What you need to do.
Set down exactly the lines from the one containing "Place one point on every instance of the white" through the end of the records below, both included, and nothing else.

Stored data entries
--------------------------------------------------

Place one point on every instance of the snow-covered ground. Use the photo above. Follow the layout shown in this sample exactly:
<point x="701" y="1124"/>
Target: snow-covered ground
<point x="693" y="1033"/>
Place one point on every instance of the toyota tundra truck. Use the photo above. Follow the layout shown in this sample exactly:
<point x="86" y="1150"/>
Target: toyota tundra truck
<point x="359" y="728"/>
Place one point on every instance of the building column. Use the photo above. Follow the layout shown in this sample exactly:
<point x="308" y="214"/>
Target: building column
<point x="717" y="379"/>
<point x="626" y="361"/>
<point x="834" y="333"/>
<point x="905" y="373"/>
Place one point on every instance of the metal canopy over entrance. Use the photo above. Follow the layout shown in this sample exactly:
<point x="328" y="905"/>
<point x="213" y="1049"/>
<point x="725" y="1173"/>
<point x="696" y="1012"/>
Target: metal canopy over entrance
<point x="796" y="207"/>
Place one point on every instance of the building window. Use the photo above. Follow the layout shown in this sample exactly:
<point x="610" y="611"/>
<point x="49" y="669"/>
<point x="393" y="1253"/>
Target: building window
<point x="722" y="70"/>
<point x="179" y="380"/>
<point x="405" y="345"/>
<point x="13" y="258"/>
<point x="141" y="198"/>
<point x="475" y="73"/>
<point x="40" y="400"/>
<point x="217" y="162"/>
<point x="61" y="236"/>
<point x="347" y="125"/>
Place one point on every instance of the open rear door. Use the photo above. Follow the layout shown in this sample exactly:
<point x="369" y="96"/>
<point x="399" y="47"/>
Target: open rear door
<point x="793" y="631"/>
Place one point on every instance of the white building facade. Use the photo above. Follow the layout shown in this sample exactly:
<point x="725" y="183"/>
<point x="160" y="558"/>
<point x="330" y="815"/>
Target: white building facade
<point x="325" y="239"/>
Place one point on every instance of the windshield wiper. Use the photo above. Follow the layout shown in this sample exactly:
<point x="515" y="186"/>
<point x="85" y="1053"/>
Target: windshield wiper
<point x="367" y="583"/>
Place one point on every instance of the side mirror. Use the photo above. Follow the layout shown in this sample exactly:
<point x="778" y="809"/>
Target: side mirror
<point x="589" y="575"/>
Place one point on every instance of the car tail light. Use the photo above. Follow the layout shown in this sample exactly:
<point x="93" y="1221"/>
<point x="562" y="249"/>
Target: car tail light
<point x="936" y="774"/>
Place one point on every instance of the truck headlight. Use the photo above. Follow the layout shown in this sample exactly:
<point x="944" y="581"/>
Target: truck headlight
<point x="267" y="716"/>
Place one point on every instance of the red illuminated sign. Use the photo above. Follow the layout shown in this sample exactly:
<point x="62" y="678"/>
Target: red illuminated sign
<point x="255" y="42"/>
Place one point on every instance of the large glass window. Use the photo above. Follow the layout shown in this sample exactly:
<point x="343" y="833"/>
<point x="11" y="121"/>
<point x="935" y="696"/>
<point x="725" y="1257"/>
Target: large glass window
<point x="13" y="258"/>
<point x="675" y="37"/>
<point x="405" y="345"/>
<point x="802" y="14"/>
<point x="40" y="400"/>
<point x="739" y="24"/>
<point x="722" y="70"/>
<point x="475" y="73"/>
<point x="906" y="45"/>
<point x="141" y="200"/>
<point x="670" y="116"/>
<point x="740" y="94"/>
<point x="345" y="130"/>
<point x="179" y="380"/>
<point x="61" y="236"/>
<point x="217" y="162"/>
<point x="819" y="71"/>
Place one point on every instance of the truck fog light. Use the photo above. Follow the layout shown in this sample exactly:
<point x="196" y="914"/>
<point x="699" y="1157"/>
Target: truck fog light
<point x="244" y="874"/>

--------------------------------------------------

Output below.
Place one point on every instance of the white building facade. Use the photo above. Follow the layout shown in this sample exactly:
<point x="725" y="183"/>
<point x="160" y="558"/>
<point x="330" y="815"/>
Target: white building facade
<point x="325" y="239"/>
Place one point on every instance of the windshield wiper. Use the photo above. Follow the layout shown in this sample exactly:
<point x="515" y="186"/>
<point x="85" y="1053"/>
Target: windshield wiper
<point x="367" y="583"/>
Place one point on every instance of the side mirror. Use the photo above. Follow the layout shown in this sample exactly:
<point x="778" y="809"/>
Target: side mirror
<point x="589" y="575"/>
Place one point on every instance of the car tail light. Use the photo above. Follow the layout shown in this sample exactly:
<point x="93" y="1221"/>
<point x="562" y="249"/>
Target: car tail light
<point x="936" y="774"/>
Place one point on every instance of the truck headlight. Use the photo above. Follow the layout shown in this sample exactly:
<point x="944" y="581"/>
Target: truck headlight
<point x="267" y="716"/>
Place one point on every instance of the red illuminated sign. Use the photo above. Follow the layout shown in this sample exactly:
<point x="62" y="678"/>
Target: red illuminated sign
<point x="255" y="42"/>
Place one point on every instance of the large glass window. Use the photo above. Follow the layout shown in this sample exactly:
<point x="343" y="833"/>
<point x="11" y="121"/>
<point x="935" y="696"/>
<point x="725" y="1257"/>
Target: large glass window
<point x="13" y="258"/>
<point x="675" y="37"/>
<point x="405" y="345"/>
<point x="802" y="14"/>
<point x="40" y="400"/>
<point x="739" y="24"/>
<point x="722" y="70"/>
<point x="475" y="73"/>
<point x="906" y="45"/>
<point x="141" y="200"/>
<point x="670" y="116"/>
<point x="740" y="94"/>
<point x="345" y="130"/>
<point x="179" y="380"/>
<point x="61" y="236"/>
<point x="217" y="162"/>
<point x="819" y="71"/>
Place one point on every instance of the truck fog light. Use the photo above. Follow the layout shown in this sample exactly:
<point x="196" y="914"/>
<point x="699" y="1157"/>
Target: truck fog light
<point x="244" y="874"/>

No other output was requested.